Objetivo A:
Reúne todas las líneas de las entradas que contengan la palabra “round”.

Pesadilla en México

Las protestas continuan en Chilpancingo, capital de Guerrero. (Francisco Cañedo/ SinEmbargo)
Las protestas continuan en Chilpancingo, capital de Guerrero. (Francisco Cañedo/ SinEmbargo)
Carlos Malamud

20 de octubre 2014 - 07:45

Los lamentables sucesos de Iguala y la desaparición (probablemente eliminación y matanza) de 43 estudiantes de magisterio (normalistas) han puesto nuevamente a México frente a su mayor flagelo del siglo XXI: la violencia. El triunfo del PRI en las elecciones de 2012, la llegada de Enrique Peña Nieto al poder y su programa reformista parecían haber reconducido al país por derroteros diferentes al sexenio de Felipe Calderón (2006 – 2012) y su guerra contra el narcotráfico.

De repente el cántaro se ha roto y los mexicanos se han sumido nuevamente en una negra pesadilla. Otra vez todo se pone en cuestión, como la gobernabilidad, el peso del narcotráfico, la corrupción o la convivencia cívica. Hace bien Peña Nieto en preocuparse porque en este envite se juega una parte importante de su gobierno y del recuerdo que deje a las generaciones futuras. La preocupación debería alcanzar a todo el espectro político nacional y a todos los niveles del estado, comenzando por el federal, pero también a ayuntamientos y estados.

Objetivo B:
Determina si cada afirmación coincide con el fragmento sobre los sucesos de Iguala. Responde sí o no y cita literalmente las palabras del fragmento que lo deciden.
(i) Los sucesos de Iguala incluyeron la desaparición de 43 estudiantes de magisterio.
(ii) El PRI perdió las elecciones de 2012.
(iii) La preocupación debería limitarse al nivel federal del estado.

Entradas de datos:
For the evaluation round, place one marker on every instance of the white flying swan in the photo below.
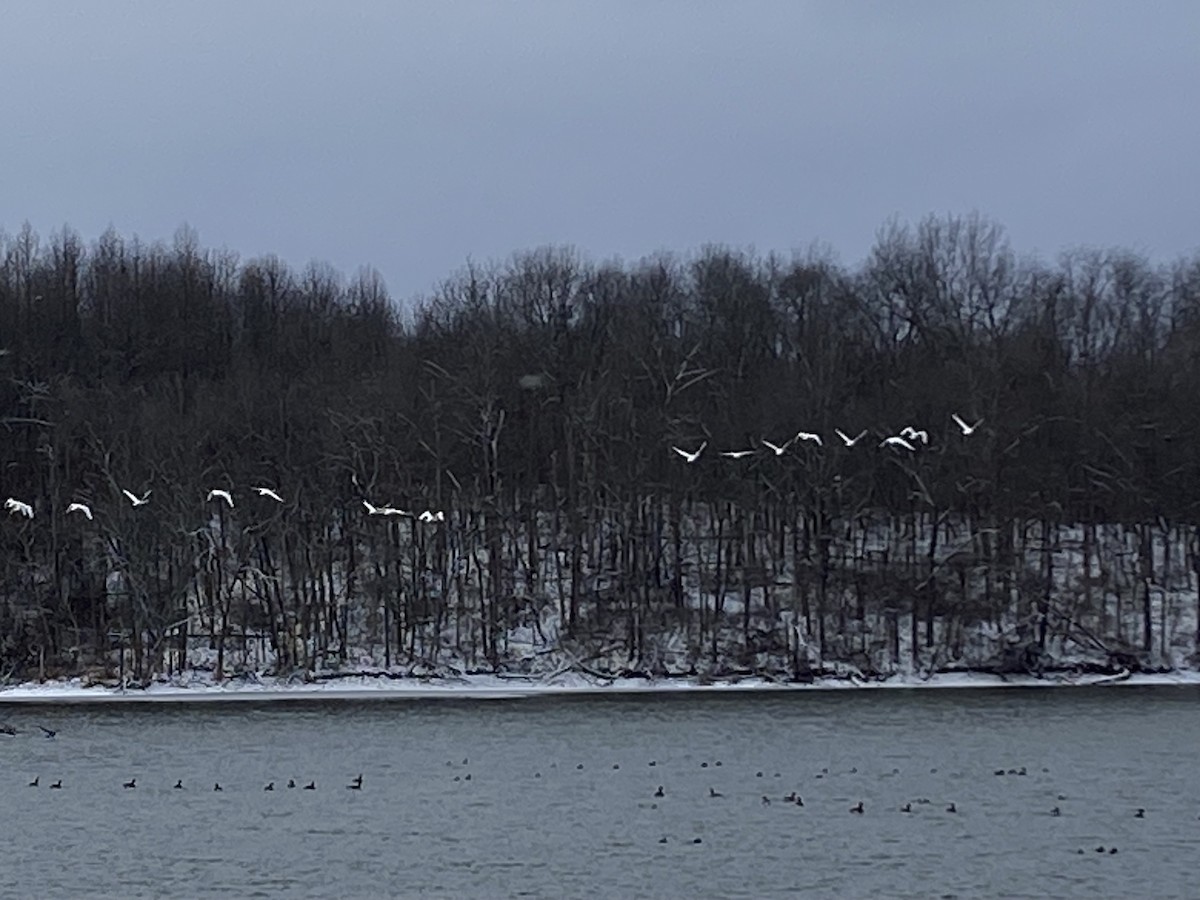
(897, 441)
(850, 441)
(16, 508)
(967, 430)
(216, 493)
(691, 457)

* * *

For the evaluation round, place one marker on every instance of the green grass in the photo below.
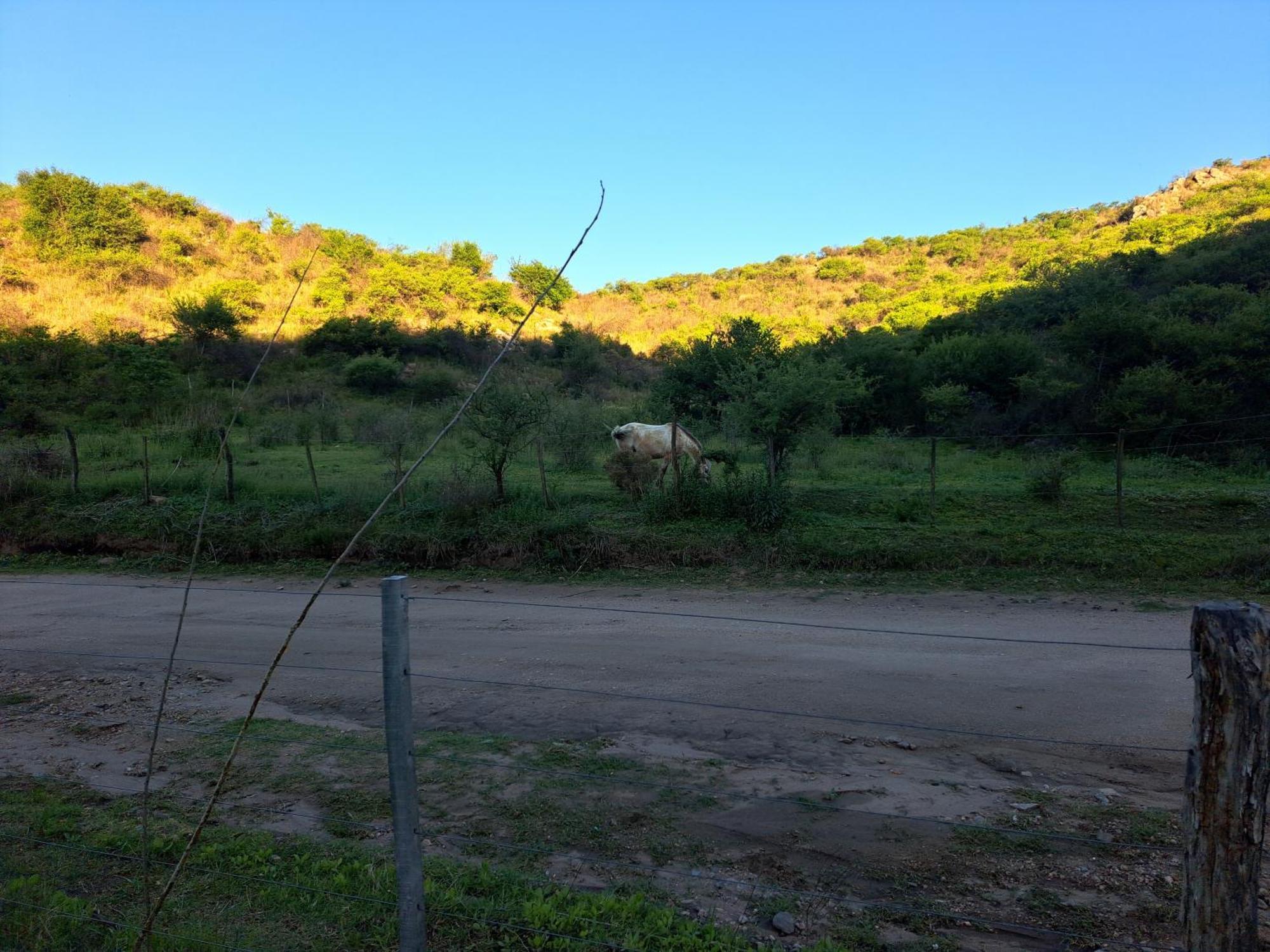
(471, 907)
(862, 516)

Solución desarrollada A:
For the evaluation round, place one marker on every instance of the white flying swan in the photo below.
For the evaluation round, place one marker on every instance of the green grass in the photo below.

Solución desarrollada B:
(i) Sí: "la desaparición (probablemente eliminación y matanza) de 43 estudiantes de magisterio (normalistas)".
(ii) No: "El triunfo del PRI en las elecciones de 2012".
(iii) No: "La preocupación debería alcanzar a todo el espectro político nacional y a todos los niveles del estado, comenzando por el federal, pero también a ayuntamientos y estados".